Please repeat the listing exactly, starting at its first line and stopping after the line that contains "Guideline: for each instance of the fingers, put".

----- DATA UNDER STUDY -----

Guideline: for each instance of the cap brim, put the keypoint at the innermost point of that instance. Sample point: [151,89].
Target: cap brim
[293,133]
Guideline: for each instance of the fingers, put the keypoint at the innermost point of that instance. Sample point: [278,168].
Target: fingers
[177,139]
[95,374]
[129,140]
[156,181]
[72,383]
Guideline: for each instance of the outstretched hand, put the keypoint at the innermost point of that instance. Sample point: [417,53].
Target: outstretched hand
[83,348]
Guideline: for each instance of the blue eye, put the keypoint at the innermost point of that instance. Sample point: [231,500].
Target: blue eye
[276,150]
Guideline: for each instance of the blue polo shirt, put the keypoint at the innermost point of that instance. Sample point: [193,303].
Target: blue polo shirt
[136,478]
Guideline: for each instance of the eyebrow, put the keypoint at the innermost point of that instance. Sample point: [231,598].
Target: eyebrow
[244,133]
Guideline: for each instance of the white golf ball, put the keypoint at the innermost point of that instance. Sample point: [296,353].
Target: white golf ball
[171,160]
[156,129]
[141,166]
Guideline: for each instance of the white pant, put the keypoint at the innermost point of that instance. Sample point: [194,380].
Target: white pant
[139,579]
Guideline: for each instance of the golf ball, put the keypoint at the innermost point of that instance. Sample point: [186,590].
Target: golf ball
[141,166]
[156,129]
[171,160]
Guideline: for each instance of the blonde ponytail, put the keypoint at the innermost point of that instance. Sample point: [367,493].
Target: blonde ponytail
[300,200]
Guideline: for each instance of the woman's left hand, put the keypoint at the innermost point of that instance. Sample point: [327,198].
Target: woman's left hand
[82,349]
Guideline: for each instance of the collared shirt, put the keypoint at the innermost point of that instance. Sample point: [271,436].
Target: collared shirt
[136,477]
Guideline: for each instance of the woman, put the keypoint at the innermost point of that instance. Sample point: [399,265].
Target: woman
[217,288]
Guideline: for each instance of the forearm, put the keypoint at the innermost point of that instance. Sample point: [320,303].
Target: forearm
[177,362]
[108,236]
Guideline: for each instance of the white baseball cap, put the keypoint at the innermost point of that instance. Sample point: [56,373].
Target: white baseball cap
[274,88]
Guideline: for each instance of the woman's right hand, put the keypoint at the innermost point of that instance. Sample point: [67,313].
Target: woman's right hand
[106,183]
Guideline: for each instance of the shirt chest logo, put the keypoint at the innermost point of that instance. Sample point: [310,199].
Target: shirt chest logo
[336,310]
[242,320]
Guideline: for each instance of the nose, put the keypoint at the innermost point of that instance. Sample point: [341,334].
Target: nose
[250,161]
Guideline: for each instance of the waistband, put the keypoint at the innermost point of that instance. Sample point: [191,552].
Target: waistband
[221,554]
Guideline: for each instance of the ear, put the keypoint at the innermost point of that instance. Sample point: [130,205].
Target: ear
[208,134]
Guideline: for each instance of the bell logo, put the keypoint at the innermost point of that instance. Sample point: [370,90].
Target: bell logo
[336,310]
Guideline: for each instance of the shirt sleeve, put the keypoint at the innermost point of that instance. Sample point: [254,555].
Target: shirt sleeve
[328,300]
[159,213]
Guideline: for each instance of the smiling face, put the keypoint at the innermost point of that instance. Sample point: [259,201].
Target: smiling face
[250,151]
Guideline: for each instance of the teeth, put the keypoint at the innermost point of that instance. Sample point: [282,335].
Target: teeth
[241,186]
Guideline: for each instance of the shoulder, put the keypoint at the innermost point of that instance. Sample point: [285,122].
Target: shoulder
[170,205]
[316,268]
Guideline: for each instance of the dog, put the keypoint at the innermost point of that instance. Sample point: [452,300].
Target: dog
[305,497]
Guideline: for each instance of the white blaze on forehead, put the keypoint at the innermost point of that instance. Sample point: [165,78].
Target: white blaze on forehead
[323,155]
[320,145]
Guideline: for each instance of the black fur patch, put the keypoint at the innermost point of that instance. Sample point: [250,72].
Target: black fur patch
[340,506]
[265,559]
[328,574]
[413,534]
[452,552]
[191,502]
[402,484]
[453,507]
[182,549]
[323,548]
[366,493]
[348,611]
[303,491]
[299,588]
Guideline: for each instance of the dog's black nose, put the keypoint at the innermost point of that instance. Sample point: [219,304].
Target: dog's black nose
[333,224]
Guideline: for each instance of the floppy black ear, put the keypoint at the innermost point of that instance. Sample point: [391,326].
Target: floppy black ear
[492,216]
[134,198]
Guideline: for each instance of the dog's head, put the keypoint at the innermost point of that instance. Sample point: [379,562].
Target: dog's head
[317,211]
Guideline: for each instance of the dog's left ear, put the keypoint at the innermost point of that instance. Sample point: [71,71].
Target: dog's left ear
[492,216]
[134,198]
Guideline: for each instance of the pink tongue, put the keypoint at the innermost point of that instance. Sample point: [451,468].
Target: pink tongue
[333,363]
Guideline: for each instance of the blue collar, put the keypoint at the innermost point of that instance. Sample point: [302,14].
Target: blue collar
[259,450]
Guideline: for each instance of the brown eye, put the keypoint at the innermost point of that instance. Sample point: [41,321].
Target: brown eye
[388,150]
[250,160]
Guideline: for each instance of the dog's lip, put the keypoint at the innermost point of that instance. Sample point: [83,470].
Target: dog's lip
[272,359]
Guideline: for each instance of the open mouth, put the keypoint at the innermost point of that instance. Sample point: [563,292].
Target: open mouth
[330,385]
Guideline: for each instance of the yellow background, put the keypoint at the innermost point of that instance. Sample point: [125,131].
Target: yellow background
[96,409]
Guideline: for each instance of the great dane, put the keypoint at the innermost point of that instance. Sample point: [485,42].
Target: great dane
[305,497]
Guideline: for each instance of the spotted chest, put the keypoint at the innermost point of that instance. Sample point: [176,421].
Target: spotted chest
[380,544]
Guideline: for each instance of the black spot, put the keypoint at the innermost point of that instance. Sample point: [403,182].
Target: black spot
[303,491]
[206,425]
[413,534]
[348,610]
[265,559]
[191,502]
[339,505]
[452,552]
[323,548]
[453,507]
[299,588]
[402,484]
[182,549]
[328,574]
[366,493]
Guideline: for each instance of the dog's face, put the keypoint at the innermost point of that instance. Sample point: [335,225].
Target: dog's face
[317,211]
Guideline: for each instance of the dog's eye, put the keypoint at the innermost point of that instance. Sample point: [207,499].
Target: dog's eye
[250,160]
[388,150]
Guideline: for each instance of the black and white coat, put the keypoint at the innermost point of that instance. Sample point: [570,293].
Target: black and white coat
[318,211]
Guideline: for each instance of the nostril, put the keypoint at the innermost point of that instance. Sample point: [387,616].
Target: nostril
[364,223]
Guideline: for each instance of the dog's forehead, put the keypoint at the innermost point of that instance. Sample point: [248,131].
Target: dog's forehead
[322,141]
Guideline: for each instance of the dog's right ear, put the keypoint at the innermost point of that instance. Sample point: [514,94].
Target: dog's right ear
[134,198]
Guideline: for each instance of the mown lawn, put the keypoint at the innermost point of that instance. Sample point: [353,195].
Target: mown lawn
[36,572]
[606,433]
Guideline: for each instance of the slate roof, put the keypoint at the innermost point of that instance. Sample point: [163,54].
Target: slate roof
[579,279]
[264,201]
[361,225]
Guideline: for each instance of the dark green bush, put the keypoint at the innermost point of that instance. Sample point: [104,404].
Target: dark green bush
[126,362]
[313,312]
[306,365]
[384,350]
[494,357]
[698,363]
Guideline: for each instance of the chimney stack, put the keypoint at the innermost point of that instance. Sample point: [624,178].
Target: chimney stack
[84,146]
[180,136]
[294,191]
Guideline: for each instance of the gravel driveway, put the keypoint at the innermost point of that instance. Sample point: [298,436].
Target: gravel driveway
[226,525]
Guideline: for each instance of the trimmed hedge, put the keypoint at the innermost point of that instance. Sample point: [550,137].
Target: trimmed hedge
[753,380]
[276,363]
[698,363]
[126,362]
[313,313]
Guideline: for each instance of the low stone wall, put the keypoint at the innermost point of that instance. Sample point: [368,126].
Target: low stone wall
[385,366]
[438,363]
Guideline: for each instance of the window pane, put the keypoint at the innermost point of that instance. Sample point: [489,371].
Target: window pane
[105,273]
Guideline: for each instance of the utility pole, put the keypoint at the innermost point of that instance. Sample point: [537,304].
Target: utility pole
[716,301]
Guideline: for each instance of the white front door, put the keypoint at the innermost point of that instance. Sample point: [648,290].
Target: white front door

-----

◆ TASK RESPONSE ◆
Guideline: for each instance of the cap brim, put the keypoint at the innermost point of that instance. Sample point: [151,89].
Target: cap brim
[293,133]
Guideline: for each instance of the fingers, put the keypoint at the innermost point of that instance. Sample point: [278,168].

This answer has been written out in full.